### GIVEN EXERCISE:
Copy out every line of the material below, multiplying each point coordinate in the answers by 0.75 and rounding to whole numbers, with halves rounded up. Leave the sample under "actual response resembles" unchanged, and omit the pictures.

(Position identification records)
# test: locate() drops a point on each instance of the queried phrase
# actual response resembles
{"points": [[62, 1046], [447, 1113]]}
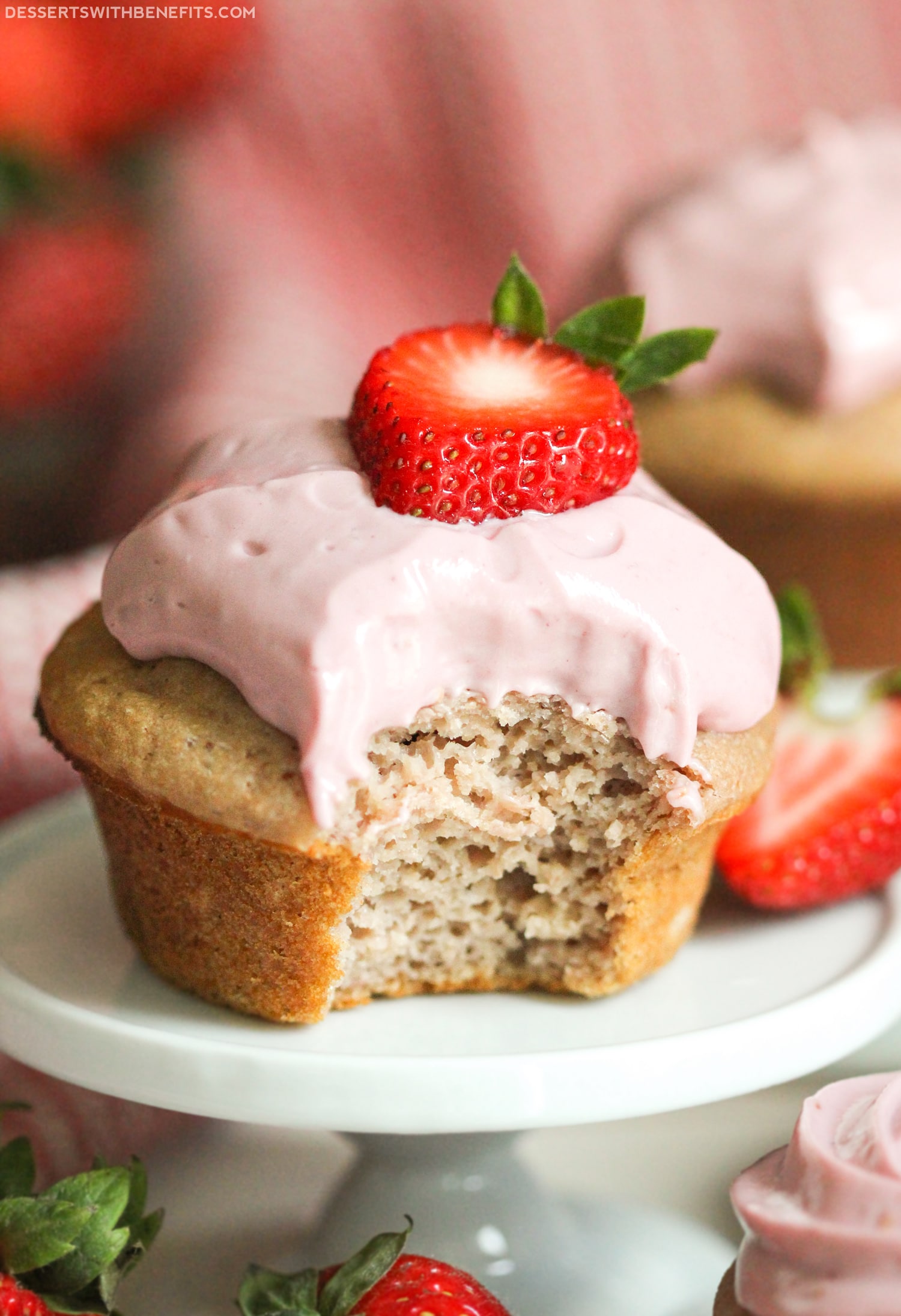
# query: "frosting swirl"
{"points": [[795, 255], [336, 618], [822, 1215]]}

### EXPECTED ANSWER:
# test: locate() drops a point on each instance of the queried phrase
# actual response resembles
{"points": [[62, 1046], [447, 1113]]}
# query: "frosting swirl"
{"points": [[596, 191], [252, 464], [617, 911]]}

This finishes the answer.